Location annotation dataset excerpts
+++
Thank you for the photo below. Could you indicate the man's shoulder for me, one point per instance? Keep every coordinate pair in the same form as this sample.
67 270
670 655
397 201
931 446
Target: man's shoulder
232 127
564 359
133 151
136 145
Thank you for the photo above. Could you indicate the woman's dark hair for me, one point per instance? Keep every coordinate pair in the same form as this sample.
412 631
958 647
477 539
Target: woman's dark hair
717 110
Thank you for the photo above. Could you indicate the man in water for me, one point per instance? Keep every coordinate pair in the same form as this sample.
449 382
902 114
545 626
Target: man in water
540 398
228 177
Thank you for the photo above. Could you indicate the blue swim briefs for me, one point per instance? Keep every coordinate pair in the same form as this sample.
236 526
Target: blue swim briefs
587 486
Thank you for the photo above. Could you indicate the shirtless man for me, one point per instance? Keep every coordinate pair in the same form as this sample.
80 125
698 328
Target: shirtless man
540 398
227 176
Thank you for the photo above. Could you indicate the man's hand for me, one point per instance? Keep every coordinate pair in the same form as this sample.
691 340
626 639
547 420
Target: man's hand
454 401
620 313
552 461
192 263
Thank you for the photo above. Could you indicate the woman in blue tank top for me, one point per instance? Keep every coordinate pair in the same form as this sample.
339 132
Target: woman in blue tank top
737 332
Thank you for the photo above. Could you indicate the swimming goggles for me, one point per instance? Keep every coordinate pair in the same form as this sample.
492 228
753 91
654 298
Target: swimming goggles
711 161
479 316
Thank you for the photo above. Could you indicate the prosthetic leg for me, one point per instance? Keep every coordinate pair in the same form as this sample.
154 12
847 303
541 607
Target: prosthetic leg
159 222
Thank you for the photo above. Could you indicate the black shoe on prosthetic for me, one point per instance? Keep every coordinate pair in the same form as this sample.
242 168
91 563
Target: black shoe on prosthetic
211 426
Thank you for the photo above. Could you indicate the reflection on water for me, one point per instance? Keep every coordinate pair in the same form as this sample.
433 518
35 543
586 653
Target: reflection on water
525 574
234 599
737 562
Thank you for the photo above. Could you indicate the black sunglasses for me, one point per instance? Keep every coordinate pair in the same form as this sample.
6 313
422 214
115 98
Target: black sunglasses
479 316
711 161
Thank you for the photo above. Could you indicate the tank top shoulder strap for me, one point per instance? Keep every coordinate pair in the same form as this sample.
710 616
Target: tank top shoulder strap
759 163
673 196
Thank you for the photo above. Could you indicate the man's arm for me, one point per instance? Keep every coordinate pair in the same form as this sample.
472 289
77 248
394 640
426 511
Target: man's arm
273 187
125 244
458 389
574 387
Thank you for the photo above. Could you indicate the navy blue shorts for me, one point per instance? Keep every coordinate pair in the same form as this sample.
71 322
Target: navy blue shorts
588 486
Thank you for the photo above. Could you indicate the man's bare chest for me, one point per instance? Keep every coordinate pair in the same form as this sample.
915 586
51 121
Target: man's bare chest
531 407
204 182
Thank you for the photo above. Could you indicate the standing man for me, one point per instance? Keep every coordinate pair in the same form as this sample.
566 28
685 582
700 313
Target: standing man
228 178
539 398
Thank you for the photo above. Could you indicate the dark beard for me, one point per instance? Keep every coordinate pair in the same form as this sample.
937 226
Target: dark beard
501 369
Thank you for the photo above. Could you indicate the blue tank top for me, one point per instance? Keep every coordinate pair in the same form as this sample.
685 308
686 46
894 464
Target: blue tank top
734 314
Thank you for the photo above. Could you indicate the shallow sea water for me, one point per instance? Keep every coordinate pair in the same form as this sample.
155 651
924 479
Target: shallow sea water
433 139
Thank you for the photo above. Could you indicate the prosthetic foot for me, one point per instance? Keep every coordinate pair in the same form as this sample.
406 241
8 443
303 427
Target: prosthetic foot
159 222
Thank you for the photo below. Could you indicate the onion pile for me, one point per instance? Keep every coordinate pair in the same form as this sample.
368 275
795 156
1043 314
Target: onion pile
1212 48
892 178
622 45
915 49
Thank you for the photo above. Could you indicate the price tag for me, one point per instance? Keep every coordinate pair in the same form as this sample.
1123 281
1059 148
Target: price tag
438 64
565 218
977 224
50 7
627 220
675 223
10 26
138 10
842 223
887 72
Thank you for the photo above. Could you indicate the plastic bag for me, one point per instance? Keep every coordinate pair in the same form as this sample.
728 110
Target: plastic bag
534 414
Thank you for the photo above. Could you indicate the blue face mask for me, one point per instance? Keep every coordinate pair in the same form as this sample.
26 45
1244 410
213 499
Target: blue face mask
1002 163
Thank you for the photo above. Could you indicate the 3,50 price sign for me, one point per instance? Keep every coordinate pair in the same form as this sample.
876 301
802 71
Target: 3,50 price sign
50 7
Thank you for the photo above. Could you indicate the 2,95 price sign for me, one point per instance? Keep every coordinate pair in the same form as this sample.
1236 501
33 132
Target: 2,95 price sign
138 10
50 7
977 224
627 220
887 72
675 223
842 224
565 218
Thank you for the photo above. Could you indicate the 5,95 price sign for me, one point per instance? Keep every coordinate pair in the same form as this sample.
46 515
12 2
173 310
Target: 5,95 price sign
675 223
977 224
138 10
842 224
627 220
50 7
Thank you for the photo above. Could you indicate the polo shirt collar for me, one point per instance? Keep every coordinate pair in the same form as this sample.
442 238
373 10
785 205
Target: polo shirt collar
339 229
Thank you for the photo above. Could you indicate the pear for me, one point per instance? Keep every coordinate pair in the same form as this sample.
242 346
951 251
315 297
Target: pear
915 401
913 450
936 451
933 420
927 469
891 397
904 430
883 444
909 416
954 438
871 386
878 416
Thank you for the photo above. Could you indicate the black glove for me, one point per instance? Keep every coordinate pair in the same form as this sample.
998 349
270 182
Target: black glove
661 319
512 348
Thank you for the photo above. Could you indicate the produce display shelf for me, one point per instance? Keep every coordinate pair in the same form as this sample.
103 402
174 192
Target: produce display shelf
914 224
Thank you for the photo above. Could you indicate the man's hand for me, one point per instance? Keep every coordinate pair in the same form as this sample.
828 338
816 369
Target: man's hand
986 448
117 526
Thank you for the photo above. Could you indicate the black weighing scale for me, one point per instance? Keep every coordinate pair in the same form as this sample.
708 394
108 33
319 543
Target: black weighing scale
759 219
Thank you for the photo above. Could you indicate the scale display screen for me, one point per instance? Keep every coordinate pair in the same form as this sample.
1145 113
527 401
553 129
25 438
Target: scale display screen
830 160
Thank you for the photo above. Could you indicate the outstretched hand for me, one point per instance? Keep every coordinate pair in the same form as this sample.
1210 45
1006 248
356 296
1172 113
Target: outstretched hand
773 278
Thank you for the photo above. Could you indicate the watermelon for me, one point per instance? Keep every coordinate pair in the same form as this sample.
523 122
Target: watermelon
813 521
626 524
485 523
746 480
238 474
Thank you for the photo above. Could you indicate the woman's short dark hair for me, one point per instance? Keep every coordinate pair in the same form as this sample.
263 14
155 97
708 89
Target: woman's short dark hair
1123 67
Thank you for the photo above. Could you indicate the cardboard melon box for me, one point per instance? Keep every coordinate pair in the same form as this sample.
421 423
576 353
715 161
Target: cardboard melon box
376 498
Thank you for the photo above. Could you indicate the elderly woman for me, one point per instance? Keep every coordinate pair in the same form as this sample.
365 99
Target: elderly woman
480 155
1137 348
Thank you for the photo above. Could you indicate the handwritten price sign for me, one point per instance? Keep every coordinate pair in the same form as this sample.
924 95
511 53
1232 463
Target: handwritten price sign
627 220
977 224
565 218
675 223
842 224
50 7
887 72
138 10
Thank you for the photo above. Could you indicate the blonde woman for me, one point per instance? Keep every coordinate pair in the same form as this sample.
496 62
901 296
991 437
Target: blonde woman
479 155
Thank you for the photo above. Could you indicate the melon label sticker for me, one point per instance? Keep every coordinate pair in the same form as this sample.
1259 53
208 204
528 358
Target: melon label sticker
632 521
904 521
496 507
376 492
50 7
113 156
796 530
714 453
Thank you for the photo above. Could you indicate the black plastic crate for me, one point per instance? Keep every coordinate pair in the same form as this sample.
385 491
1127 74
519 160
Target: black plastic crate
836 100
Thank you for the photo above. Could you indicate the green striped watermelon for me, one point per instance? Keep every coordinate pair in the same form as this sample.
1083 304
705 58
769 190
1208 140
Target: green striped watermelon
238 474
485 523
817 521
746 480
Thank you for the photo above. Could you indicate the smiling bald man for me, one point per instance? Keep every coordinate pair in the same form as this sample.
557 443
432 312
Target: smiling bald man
+++
What is needed
Write out again, unchanged, every line from the line containing "the black plastic" to the final line of the material above.

Expected answer
Thank you for the photo above. Could you indicate the black plastic crate for me, one point per instance? Keep every coordinate pair in the same form as this sample.
385 491
1127 74
519 160
Target: black plastic crate
836 100
Thank you for the photo above. Could you indicate the green striped watermelon for me, one point per instance? Keep every coordinate pair in the same form as this sample.
1083 304
705 58
769 190
1208 140
Target: green striped watermelon
238 474
485 523
817 521
746 480
Thank you for the photo above. Could you indicate the smiling bald man for me, one point per instance? Keep every coordinate pair in the same form as this sample.
557 443
432 312
Target: smiling bald man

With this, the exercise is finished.